### [Stored items from a collection]
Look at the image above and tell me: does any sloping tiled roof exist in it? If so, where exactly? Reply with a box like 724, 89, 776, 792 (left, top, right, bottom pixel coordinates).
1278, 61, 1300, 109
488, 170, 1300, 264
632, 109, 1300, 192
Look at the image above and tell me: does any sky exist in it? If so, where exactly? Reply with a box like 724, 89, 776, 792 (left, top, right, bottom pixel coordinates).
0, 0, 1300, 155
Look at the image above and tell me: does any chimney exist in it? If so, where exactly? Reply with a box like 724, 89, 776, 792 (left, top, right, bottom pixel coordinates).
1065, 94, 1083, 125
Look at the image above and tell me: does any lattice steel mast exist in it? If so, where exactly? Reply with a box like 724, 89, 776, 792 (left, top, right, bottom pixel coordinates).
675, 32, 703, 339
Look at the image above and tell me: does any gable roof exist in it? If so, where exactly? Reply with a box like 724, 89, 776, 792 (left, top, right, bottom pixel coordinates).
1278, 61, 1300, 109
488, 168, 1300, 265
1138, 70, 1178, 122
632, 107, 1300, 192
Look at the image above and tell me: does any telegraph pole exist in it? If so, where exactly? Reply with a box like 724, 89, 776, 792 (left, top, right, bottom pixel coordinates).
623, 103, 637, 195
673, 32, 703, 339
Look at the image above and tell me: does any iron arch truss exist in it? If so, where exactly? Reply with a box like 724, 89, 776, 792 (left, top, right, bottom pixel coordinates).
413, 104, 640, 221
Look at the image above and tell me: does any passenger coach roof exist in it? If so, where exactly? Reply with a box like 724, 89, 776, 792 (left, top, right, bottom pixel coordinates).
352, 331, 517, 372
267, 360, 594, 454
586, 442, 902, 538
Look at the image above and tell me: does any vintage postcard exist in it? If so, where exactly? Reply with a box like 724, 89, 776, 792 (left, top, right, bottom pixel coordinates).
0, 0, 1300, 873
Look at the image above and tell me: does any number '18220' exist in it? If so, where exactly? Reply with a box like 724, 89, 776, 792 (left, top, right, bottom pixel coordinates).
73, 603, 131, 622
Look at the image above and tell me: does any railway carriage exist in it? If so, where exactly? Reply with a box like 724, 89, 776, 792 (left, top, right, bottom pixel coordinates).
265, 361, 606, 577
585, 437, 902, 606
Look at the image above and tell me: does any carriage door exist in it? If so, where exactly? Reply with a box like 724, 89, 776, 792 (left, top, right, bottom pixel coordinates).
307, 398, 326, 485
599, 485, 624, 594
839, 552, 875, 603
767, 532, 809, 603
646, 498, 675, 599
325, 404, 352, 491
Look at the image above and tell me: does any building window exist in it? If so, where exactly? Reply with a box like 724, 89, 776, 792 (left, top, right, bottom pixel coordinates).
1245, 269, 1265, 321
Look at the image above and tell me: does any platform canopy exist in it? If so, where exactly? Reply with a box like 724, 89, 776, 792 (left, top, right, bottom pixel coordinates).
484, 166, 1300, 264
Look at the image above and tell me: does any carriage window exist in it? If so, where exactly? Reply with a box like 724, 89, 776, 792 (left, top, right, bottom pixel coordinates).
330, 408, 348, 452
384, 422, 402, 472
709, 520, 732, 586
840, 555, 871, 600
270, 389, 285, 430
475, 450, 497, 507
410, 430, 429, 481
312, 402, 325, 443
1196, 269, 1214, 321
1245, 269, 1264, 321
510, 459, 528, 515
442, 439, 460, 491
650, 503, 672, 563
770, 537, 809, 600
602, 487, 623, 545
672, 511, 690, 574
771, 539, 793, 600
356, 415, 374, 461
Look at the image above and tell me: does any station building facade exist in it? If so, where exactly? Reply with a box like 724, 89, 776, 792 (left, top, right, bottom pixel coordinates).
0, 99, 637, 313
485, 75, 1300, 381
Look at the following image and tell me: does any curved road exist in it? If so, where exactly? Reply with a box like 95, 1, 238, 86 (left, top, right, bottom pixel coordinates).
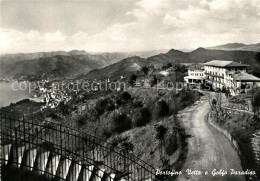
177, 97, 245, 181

### [What you are asked to do]
Reproduce word for word the rows from the line with "any carriage window" through the final line of the rows, both included, leaving out the pictures.

### [Result of the task]
Look at the image above and tell me: does any carriage window exist in it? If so, where exactly? Reply with a box like 724, 89, 776, 792 (left, top, right, bottom pixel coordinates).
330, 408, 348, 452
384, 422, 402, 472
709, 520, 732, 586
840, 555, 871, 600
270, 389, 285, 430
475, 450, 497, 507
410, 430, 429, 481
312, 402, 325, 443
1196, 269, 1214, 321
1245, 269, 1264, 321
510, 459, 528, 515
442, 439, 460, 491
650, 503, 672, 563
770, 537, 809, 600
602, 487, 623, 545
672, 511, 690, 574
771, 539, 793, 600
356, 415, 374, 461
Look at the image above and tell me: does any station building facade exist in it? If so, where exactly? Reply with a box like 724, 89, 776, 792 (left, top, right, bottom pixel coordinates).
0, 99, 637, 313
485, 75, 1300, 381
Look at the following image and tell me: does any curved road exist in it? If so, where exactly? Reply with a box like 95, 1, 238, 86 (left, top, right, bottom pixel coordinates).
177, 97, 245, 181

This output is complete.